> **WHAT THIS TASK INVOLVES**
How many lines of the records contain the string "green"? Reply with the number alone.

Stored data entries
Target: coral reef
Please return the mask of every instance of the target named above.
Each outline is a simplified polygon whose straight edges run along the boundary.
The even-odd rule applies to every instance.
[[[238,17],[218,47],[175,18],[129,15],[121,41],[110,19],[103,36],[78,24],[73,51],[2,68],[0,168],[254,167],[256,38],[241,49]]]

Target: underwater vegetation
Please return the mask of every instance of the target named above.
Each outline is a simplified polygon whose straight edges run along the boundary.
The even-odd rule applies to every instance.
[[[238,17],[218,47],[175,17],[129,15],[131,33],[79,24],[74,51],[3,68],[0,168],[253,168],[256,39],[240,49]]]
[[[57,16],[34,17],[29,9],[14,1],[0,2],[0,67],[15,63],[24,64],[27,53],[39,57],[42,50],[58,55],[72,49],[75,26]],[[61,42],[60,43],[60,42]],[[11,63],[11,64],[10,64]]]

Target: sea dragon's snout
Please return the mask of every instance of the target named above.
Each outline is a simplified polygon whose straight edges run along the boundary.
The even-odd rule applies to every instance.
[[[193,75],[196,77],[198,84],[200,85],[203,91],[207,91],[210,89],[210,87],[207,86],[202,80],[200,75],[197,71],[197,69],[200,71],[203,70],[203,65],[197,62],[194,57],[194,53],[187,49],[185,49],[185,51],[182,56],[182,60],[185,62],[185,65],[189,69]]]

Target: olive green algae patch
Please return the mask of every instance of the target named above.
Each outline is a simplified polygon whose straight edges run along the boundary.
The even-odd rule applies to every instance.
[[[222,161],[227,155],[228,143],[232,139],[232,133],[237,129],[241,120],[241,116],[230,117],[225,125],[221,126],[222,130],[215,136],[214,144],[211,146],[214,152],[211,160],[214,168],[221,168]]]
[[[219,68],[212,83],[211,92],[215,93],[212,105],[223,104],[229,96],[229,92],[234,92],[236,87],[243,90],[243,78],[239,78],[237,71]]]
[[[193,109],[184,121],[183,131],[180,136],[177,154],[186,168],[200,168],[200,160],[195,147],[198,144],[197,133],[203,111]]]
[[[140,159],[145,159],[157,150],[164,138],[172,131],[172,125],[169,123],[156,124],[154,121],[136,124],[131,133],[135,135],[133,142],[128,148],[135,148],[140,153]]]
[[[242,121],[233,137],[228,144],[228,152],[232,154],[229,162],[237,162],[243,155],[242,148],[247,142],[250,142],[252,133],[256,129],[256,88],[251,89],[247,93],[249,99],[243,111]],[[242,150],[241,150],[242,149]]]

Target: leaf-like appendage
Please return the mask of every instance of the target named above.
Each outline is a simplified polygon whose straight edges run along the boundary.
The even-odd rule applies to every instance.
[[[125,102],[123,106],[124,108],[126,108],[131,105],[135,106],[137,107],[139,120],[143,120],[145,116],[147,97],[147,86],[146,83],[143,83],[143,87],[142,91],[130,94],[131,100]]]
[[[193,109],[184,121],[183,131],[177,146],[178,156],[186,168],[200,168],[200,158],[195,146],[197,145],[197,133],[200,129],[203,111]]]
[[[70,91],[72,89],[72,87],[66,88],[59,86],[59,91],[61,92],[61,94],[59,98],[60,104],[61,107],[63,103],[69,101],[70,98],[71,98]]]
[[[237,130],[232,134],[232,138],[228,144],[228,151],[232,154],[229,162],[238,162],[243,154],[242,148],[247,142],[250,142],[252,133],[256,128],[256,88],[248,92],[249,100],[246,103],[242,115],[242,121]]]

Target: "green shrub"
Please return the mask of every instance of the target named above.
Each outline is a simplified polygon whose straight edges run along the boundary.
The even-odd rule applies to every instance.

---

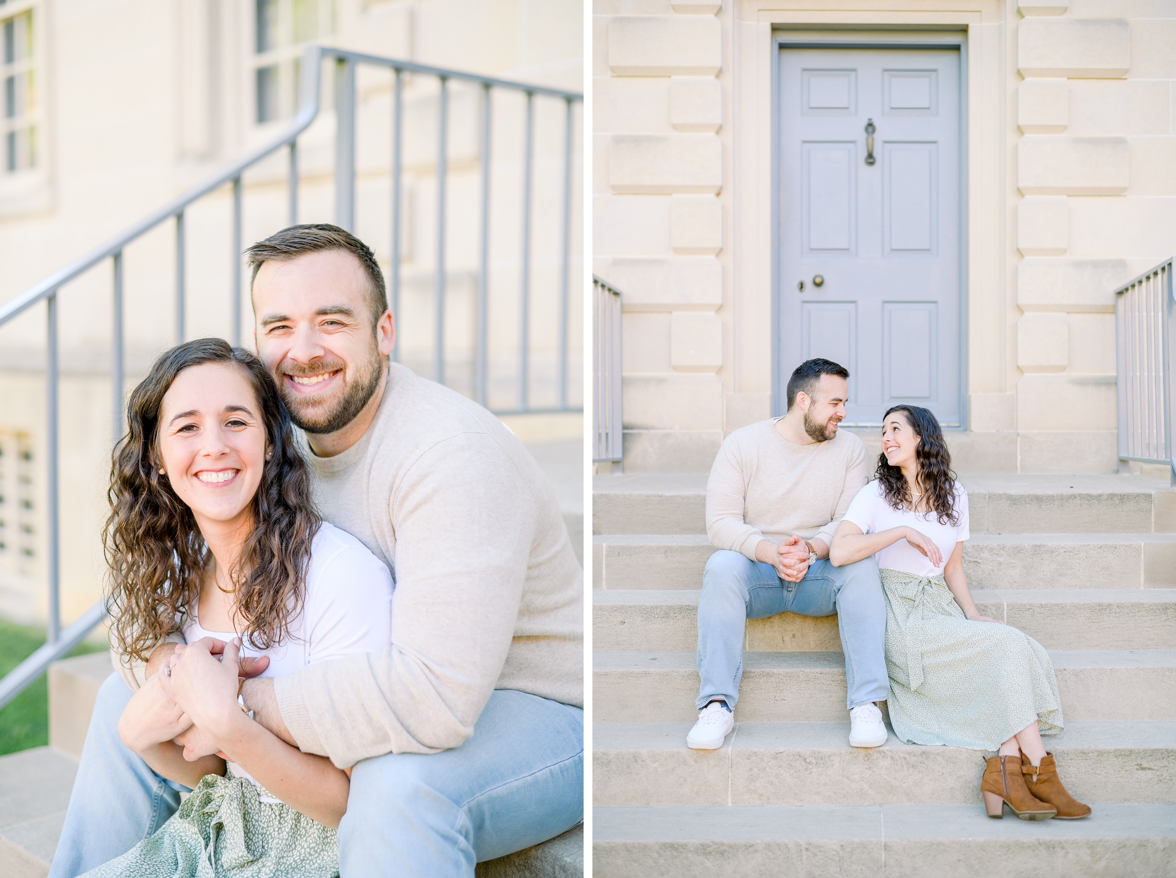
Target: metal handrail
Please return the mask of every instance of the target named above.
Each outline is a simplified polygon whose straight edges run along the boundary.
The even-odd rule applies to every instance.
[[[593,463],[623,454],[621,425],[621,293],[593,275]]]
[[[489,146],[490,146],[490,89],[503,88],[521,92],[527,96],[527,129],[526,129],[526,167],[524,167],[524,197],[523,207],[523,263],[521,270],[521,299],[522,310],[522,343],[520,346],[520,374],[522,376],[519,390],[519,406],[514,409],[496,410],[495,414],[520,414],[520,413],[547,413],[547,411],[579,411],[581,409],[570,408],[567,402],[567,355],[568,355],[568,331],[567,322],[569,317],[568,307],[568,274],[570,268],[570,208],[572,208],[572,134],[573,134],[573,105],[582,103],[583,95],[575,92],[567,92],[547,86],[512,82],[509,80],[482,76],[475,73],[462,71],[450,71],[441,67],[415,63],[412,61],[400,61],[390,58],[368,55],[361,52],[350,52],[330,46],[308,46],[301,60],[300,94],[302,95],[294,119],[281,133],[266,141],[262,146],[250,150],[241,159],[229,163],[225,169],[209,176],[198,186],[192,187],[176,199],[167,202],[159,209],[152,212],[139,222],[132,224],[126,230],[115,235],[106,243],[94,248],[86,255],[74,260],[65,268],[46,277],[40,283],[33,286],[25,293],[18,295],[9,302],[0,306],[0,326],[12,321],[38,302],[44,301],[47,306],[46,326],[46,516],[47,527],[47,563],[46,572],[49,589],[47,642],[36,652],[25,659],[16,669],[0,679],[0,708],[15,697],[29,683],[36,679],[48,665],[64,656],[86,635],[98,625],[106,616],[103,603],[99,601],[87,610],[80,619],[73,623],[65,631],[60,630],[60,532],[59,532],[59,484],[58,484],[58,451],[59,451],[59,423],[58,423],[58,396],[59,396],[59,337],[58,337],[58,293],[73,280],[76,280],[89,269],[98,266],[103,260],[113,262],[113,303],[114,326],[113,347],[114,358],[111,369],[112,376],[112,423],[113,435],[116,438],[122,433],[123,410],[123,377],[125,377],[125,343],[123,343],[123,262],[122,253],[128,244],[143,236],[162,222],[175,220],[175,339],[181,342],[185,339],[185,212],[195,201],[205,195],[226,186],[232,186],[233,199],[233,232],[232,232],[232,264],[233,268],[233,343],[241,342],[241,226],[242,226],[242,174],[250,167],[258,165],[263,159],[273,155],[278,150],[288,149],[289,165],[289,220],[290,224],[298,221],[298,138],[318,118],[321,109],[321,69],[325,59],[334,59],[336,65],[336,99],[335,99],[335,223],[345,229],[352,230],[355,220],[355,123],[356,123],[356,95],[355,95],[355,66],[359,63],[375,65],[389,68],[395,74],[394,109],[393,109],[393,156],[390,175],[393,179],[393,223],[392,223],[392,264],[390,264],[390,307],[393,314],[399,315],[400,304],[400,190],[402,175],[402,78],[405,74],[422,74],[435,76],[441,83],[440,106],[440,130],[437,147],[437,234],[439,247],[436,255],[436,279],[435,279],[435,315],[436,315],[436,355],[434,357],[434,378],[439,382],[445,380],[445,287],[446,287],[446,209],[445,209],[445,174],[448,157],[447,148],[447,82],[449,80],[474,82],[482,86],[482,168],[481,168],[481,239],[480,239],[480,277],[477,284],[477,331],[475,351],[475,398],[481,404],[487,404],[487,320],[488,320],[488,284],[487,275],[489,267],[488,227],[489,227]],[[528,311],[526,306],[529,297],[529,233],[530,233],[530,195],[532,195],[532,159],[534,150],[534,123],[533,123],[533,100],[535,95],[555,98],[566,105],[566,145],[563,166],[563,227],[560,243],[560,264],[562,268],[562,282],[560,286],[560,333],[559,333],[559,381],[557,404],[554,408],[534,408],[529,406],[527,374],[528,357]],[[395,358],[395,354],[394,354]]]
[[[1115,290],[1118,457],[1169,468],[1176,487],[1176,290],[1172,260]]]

> **FULL ANSWER**
2